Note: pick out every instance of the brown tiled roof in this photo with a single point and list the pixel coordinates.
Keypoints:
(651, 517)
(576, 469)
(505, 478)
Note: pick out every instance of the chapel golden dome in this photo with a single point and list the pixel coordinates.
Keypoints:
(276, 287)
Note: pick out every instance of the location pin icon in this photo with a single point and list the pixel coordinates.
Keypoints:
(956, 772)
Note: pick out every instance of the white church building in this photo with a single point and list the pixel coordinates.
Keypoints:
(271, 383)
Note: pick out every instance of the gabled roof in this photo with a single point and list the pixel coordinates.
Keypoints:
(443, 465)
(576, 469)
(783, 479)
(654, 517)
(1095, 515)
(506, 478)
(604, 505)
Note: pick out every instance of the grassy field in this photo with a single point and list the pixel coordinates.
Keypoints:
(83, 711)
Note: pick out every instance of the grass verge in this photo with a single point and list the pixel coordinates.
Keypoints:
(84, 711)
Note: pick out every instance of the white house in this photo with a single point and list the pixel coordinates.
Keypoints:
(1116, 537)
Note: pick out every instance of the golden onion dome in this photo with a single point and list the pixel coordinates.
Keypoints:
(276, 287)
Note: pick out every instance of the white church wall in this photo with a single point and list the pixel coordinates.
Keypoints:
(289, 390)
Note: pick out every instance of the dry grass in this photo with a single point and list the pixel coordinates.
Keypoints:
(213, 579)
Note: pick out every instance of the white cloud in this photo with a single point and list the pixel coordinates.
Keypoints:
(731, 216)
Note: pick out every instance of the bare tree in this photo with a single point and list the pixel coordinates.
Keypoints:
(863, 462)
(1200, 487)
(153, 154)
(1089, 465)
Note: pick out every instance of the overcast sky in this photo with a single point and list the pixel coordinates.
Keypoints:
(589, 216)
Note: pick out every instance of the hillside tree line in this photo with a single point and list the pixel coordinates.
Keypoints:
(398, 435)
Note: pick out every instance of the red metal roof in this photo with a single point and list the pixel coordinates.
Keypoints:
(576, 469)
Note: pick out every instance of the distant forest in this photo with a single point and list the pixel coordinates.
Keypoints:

○ ○ ○ ○

* _Task directions_: Line by line, check the data above for the word "dome" and state how many lines contain it. Give only the number.

* _Result_: 2